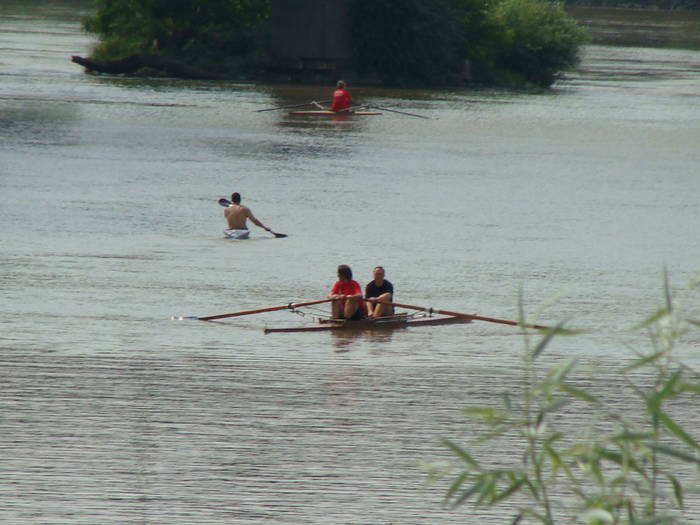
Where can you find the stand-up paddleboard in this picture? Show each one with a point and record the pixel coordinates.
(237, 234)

==

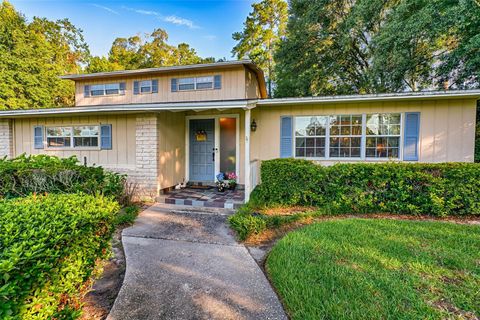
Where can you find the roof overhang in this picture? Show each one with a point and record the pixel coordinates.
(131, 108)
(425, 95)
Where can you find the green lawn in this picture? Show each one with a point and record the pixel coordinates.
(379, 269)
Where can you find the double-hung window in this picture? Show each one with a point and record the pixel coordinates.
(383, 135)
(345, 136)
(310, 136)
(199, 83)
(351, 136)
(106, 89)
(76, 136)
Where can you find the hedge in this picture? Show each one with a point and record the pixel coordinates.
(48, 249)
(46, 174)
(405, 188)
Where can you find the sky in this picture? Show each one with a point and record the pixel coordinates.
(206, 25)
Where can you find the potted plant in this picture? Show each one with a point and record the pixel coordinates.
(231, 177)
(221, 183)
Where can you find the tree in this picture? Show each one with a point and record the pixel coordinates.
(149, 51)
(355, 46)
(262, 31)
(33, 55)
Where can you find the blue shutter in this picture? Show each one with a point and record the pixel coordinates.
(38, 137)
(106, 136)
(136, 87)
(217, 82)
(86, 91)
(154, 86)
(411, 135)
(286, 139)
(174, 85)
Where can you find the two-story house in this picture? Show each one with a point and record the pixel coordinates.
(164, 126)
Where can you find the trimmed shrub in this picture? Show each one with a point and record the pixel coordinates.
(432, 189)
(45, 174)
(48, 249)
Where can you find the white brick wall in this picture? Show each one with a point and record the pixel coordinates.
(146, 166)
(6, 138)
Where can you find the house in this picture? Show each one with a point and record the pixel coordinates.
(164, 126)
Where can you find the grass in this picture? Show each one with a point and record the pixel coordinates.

--

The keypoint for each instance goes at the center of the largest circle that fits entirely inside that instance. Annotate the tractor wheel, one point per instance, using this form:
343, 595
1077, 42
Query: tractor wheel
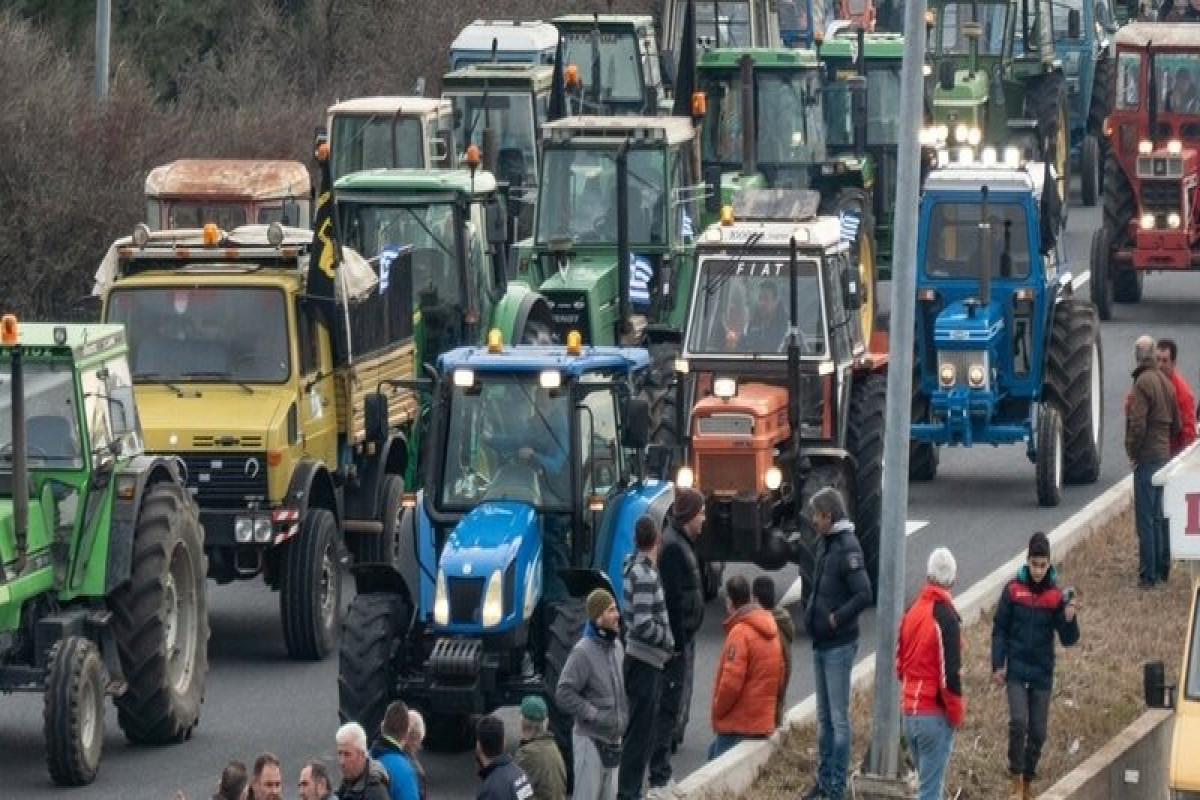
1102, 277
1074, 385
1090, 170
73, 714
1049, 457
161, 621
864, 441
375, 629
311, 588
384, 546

■ **Short problem**
Replace "trimmed shrub" with "pruned bush" in the items between the lines holding "Where can you find the blue" and "Where can you find the grass", inclusive, and give back only those lines with everything else left unchanged.

■ **Reply**
Where can you find the blue shutter in this picture? Show each one with a point and record the pixel coordinates.
(38, 137)
(106, 136)
(136, 87)
(217, 82)
(86, 91)
(154, 86)
(411, 135)
(286, 139)
(174, 85)
Where can you find the two-story house in this picture? Show each one with a point and record the pixel coordinates.
(164, 126)
Where can you find the pruned bush in this picture? Show each one with a point and record the pixel coordinates.
(432, 189)
(45, 174)
(48, 249)
Where can you find the white brick wall in this picture? Show each one with a point and record the pixel coordinates.
(146, 166)
(6, 138)
Where can you find the house in this picture? Show each one with a point and record the pixel coordinates.
(164, 126)
Where can you find the grass in this picture? Show each one with a point and record the pixel coordinates.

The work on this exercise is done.